▶ **TRY IT**
Nothing but the lines from the first line of the records through the line with "Target: man's right hand" should be output, exactly as written and free of pictures.

============================================================

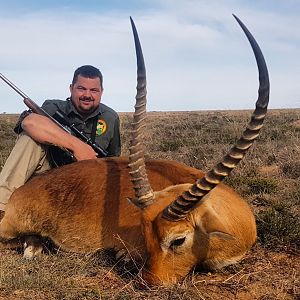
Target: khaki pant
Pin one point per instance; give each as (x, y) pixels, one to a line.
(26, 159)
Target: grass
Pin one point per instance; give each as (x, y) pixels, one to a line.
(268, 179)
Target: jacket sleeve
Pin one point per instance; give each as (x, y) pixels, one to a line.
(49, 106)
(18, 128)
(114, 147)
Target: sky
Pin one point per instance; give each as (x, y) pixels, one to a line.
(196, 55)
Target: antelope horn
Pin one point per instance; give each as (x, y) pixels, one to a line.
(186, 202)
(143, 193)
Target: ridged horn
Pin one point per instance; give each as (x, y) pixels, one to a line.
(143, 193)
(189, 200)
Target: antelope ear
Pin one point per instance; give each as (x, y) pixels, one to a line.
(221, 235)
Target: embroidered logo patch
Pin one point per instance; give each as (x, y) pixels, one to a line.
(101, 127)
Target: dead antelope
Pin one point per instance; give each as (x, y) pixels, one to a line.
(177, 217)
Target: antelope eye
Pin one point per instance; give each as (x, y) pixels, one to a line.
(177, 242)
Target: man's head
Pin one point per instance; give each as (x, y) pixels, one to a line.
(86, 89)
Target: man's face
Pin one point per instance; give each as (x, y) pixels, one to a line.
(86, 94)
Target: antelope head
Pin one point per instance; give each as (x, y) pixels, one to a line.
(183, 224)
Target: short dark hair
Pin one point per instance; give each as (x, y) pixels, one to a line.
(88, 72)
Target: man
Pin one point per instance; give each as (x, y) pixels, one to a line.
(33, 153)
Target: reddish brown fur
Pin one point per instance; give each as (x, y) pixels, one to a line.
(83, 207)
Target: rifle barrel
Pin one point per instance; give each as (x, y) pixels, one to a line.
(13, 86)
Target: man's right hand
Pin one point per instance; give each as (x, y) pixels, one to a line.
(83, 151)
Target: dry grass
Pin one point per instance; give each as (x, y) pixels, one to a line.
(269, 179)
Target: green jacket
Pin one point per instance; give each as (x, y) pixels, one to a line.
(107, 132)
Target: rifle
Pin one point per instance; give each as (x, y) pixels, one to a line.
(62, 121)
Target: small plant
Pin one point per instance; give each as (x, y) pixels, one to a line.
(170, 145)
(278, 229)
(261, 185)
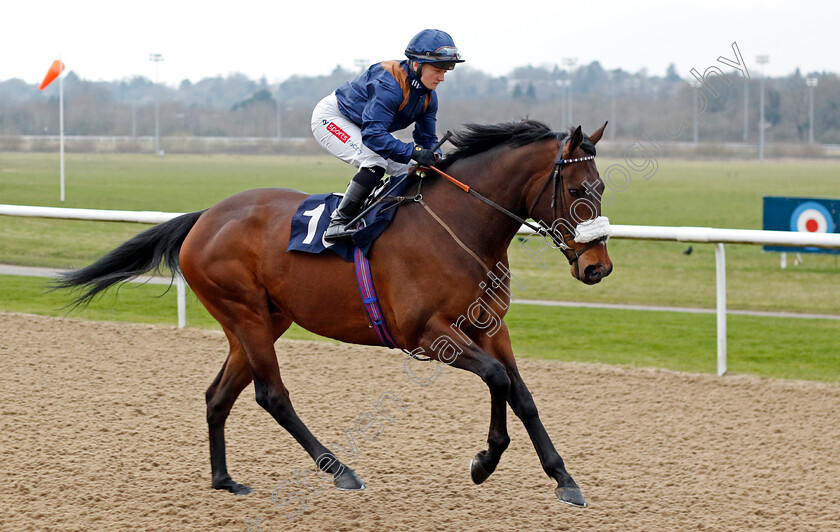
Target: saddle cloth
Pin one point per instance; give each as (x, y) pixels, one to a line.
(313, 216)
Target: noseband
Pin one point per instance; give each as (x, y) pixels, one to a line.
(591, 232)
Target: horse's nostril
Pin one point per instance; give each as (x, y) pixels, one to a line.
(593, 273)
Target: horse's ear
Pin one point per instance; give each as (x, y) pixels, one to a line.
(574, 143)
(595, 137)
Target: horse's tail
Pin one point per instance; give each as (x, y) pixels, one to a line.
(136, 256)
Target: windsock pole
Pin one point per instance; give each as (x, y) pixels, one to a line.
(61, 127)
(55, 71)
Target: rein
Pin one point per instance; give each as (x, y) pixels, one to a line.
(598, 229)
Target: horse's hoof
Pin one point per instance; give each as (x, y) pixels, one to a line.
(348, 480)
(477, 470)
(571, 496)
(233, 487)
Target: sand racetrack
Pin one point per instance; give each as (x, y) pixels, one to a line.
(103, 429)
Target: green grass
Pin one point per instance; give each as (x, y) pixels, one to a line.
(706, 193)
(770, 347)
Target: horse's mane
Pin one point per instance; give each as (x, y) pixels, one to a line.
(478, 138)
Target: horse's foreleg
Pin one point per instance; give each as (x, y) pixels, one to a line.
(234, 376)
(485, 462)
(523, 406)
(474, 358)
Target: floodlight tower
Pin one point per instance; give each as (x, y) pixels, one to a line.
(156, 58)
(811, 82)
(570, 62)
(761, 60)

============================================================

▶ **RESPONSE FOR THIS EXERCISE**
Target: khaki pant
Pin one point per instance; give each as (x, y) pixels, one to a line.
(26, 159)
Target: grass
Pin one point per instance; give each as (x, y) pixels, one to a line.
(268, 179)
Target: jacket sleeve
Pin one point per instance; give each as (x, y) pixels, one to a line.
(49, 106)
(18, 128)
(114, 147)
Target: sky
Pin one point per instance; give each as (x, y) pixels, one to a line.
(196, 55)
Target: antelope horn
Pin one point per instance; give each as (x, y) pixels, one to a line.
(186, 202)
(143, 193)
Target: ridged horn
Pin one point per instance; give each as (x, y) pixels, one to a line.
(143, 193)
(189, 200)
Target: antelope ear
Pin one point per instance; give each as (x, y) pixels, one to a line.
(221, 235)
Target: embroidered logo patch
Pin one point per instance; give each as (x, y) pixels, one to a line.
(101, 127)
Target: dead antelope
Pin one point per instance; give each as (x, y) pixels, one to a line.
(177, 217)
Target: antelope eye
Pin one point per instance; give each as (x, y) pixels, one to a line.
(177, 242)
Target: man's head
Pin one point per instance; give each as (x, y) pixels, one to a line.
(86, 89)
Target: man's face
Pin one point per instance; give each as (x, y) pixels, one to a line.
(86, 94)
Target: antelope head
Pin one point per instance; give each as (x, y) pixels, one to a line.
(183, 224)
Target: short dark hair
Pin one point per instance; give each as (x, y) pixels, one to a line.
(88, 72)
Target: man
Pin one point per instance; give each as (x, y) pixels, one to a line.
(33, 153)
Target: reddish brown fur
Pin one point per instance; give each as (x, y) pixels, one to a line.
(83, 207)
Target: rifle barrel
Pin one point per instance; give each as (x, y) pixels, one to a line.
(13, 86)
Target: man's right hand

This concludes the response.